◆ **Problem to work on**
Please report each line in the records below that contains the word "logo", copying every such line in full.

◆ **Material for this exercise**
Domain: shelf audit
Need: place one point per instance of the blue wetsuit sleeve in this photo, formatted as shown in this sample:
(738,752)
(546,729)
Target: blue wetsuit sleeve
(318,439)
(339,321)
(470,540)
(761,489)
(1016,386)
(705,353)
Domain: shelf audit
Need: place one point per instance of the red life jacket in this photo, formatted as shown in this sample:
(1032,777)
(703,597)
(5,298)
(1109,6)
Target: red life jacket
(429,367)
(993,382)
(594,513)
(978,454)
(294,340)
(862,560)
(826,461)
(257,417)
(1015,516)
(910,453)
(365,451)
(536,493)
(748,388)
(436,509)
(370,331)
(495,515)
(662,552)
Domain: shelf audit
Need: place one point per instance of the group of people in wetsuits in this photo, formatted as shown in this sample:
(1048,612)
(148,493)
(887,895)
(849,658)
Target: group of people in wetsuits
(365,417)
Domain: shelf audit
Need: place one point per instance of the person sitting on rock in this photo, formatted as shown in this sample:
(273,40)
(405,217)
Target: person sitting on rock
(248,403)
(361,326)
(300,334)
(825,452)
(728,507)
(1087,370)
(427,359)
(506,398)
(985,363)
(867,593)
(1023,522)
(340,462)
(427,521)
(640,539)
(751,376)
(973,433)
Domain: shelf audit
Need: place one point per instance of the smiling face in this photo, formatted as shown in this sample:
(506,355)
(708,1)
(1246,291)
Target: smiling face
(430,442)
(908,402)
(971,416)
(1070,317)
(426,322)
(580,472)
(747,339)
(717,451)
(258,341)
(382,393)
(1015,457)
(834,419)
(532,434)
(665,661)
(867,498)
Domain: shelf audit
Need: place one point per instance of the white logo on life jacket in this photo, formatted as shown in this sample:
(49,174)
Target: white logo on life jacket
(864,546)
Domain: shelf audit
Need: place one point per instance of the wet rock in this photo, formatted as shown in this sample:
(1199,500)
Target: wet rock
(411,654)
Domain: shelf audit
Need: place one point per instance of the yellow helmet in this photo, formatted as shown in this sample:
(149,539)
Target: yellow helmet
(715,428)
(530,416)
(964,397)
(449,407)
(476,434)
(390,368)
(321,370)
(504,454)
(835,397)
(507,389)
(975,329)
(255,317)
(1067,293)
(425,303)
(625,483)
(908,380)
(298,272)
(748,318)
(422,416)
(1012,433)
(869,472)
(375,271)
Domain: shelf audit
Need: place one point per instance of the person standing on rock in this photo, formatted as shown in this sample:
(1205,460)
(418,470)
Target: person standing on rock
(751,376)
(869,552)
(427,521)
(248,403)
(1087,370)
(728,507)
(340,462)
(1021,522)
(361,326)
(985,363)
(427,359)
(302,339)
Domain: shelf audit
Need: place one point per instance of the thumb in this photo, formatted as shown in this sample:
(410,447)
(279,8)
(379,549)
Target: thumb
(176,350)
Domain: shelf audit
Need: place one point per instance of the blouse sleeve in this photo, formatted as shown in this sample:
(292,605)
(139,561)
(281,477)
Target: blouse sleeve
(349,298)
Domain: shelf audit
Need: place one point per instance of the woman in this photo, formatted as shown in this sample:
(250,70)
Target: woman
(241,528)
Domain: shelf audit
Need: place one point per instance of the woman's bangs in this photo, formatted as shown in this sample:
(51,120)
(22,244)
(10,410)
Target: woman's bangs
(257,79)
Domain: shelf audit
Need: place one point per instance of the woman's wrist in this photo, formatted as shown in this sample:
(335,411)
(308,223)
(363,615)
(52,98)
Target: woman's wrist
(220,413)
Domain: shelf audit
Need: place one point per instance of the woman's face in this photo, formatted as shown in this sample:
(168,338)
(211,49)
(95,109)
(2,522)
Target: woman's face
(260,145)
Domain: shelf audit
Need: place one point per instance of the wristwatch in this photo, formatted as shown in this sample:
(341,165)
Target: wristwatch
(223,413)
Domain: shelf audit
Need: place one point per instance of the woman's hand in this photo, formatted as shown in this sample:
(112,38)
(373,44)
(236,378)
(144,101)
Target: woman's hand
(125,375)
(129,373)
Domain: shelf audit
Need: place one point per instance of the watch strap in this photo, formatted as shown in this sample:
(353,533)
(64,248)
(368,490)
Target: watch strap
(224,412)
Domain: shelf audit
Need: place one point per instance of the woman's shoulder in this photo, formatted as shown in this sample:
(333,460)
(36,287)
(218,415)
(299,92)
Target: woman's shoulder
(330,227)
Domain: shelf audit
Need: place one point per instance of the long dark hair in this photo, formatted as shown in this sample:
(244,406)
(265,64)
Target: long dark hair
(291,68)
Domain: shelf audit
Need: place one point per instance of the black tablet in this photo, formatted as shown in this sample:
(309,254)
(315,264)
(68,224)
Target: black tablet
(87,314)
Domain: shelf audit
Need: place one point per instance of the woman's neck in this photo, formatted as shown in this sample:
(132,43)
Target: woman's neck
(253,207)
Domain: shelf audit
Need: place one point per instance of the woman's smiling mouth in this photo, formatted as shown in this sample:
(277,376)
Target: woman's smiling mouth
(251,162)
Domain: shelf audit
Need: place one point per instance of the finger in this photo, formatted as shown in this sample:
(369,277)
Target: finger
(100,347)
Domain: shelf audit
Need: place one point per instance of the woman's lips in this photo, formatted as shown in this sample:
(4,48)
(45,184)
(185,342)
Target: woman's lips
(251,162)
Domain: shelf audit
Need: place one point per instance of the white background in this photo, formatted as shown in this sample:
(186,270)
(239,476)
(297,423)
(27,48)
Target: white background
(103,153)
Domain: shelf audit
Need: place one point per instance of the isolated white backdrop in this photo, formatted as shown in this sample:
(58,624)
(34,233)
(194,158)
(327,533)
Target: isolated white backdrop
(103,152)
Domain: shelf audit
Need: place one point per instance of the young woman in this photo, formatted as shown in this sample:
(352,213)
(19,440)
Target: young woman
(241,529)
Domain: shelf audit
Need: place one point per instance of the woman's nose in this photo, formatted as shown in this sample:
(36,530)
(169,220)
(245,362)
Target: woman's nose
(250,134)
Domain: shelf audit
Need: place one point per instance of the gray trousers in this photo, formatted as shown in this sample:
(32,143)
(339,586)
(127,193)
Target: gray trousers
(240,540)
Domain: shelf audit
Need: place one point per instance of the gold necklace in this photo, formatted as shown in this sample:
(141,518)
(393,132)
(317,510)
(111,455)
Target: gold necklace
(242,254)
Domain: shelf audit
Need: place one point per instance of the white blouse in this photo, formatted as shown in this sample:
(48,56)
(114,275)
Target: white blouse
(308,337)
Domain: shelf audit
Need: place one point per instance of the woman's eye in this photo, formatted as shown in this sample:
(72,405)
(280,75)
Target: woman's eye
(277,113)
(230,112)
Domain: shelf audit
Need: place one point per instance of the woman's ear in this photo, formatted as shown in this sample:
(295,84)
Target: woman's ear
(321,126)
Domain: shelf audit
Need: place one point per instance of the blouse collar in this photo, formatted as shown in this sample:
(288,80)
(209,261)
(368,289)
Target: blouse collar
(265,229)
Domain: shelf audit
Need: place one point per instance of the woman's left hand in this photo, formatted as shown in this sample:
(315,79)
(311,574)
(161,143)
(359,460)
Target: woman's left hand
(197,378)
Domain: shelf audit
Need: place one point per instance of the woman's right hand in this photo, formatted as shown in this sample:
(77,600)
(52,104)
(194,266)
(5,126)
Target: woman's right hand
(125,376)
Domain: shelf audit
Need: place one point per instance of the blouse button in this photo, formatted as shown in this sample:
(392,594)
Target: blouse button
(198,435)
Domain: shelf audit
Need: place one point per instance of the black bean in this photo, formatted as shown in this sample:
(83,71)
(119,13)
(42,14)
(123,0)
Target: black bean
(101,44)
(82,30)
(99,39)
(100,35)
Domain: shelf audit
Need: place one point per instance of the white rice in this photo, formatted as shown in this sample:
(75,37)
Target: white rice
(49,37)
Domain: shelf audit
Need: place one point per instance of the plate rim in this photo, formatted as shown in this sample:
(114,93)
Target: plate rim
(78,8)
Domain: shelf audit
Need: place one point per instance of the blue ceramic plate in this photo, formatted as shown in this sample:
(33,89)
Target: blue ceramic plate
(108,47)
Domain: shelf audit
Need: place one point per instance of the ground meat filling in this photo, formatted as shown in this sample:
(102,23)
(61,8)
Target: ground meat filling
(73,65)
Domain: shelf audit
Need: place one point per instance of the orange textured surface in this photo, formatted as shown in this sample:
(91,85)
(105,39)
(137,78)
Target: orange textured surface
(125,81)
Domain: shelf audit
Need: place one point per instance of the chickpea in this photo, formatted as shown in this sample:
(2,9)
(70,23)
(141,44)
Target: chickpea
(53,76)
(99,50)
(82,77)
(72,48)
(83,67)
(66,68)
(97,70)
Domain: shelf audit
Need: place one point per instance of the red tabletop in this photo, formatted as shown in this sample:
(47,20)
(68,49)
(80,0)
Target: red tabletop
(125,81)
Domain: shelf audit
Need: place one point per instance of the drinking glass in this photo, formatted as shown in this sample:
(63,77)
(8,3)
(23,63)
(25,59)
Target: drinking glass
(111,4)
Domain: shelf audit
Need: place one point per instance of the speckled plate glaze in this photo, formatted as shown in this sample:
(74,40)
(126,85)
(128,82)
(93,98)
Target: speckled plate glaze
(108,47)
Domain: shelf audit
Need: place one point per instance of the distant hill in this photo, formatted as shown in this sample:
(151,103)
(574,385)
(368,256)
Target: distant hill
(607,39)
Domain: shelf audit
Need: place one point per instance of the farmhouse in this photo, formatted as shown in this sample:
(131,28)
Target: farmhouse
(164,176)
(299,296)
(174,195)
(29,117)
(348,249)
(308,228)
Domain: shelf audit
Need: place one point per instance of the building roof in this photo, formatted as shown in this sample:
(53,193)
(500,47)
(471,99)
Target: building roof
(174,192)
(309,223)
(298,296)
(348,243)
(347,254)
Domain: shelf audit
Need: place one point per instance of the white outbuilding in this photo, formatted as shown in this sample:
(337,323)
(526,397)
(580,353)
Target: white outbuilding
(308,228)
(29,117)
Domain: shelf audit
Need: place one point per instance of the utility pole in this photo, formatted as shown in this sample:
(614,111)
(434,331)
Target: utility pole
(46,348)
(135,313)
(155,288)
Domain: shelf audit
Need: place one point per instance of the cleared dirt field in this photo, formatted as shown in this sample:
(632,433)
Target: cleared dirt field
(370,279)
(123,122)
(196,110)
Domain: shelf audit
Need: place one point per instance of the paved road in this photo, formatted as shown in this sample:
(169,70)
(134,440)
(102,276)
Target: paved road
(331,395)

◆ **Solution to the problem**
Need: place one point per instance of the white logo on life jacket in this photo, formatted as shown in this sample:
Target: white logo on life jacket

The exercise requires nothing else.